Dataset rows |
+-------+

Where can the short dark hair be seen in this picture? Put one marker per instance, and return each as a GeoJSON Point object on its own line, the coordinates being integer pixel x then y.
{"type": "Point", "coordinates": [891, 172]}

+-------+

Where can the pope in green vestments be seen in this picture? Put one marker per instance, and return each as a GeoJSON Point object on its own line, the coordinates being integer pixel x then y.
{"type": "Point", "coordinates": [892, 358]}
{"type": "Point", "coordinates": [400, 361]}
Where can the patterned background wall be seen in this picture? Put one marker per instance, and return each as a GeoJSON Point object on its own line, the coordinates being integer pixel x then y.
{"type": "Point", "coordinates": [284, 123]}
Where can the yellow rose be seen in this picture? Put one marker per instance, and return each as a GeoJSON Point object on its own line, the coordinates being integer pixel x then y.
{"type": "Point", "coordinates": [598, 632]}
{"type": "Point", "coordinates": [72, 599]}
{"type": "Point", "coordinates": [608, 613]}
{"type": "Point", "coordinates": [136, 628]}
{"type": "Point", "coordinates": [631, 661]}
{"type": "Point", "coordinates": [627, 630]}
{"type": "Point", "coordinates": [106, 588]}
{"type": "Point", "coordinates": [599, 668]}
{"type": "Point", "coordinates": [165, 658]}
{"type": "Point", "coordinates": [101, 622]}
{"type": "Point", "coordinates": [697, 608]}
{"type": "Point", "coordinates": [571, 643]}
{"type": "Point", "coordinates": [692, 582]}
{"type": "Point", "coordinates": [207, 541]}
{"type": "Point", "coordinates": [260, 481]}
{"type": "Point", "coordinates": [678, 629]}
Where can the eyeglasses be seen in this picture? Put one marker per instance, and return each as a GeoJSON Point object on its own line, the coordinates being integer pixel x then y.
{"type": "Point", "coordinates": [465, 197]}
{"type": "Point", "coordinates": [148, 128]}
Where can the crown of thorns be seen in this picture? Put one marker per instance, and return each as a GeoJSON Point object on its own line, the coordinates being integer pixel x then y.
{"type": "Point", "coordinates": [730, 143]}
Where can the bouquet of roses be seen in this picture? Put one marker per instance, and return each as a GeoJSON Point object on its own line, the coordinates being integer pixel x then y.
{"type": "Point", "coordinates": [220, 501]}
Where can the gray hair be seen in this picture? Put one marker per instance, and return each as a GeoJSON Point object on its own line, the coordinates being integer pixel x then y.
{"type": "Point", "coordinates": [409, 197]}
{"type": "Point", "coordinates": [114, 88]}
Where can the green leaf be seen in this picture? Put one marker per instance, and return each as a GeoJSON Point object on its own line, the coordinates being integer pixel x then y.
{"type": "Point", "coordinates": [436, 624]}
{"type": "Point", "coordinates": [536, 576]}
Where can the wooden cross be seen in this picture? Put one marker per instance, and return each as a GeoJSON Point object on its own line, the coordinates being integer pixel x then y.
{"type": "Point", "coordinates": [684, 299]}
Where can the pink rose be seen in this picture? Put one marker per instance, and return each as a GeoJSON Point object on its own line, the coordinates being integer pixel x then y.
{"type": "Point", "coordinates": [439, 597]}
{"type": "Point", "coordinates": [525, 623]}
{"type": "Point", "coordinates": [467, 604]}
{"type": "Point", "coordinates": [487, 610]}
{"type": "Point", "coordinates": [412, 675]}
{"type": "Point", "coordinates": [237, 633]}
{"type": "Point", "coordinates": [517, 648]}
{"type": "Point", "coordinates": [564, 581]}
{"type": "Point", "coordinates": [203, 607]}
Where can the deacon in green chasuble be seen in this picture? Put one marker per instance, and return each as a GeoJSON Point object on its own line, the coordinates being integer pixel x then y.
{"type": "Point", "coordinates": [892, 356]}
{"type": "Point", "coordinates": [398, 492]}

+-------+

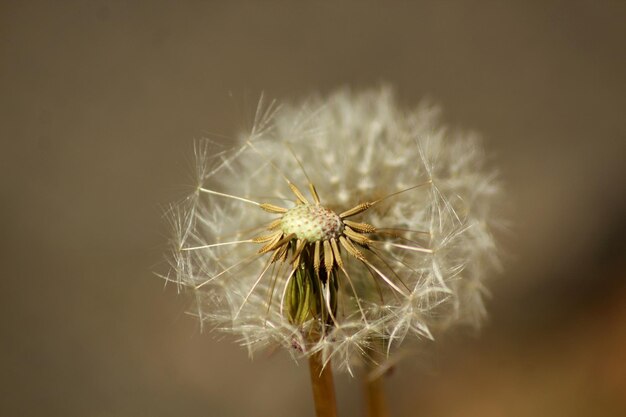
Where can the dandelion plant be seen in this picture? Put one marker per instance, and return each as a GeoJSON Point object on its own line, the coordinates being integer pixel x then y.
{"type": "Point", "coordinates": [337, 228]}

+-------+

What needs to be done | Return every line in the rows above that contains the word "green".

Response |
Where can the pope in green vestments be seen in this picture? Put one marker per instance, and return each as a GeoJSON Point object on its own line, the coordinates being integer pixel x then y.
Where can the green leaf be seen in this picture? Put one marker per instance, and return each as a GeoJSON Point object on its own line, the coordinates being integer pixel x then y.
Where can the deacon in green chasuble be seen in this picture? Put one marker per instance, and return each as a GeoJSON Point object on its own line, the coordinates being integer pixel x then y.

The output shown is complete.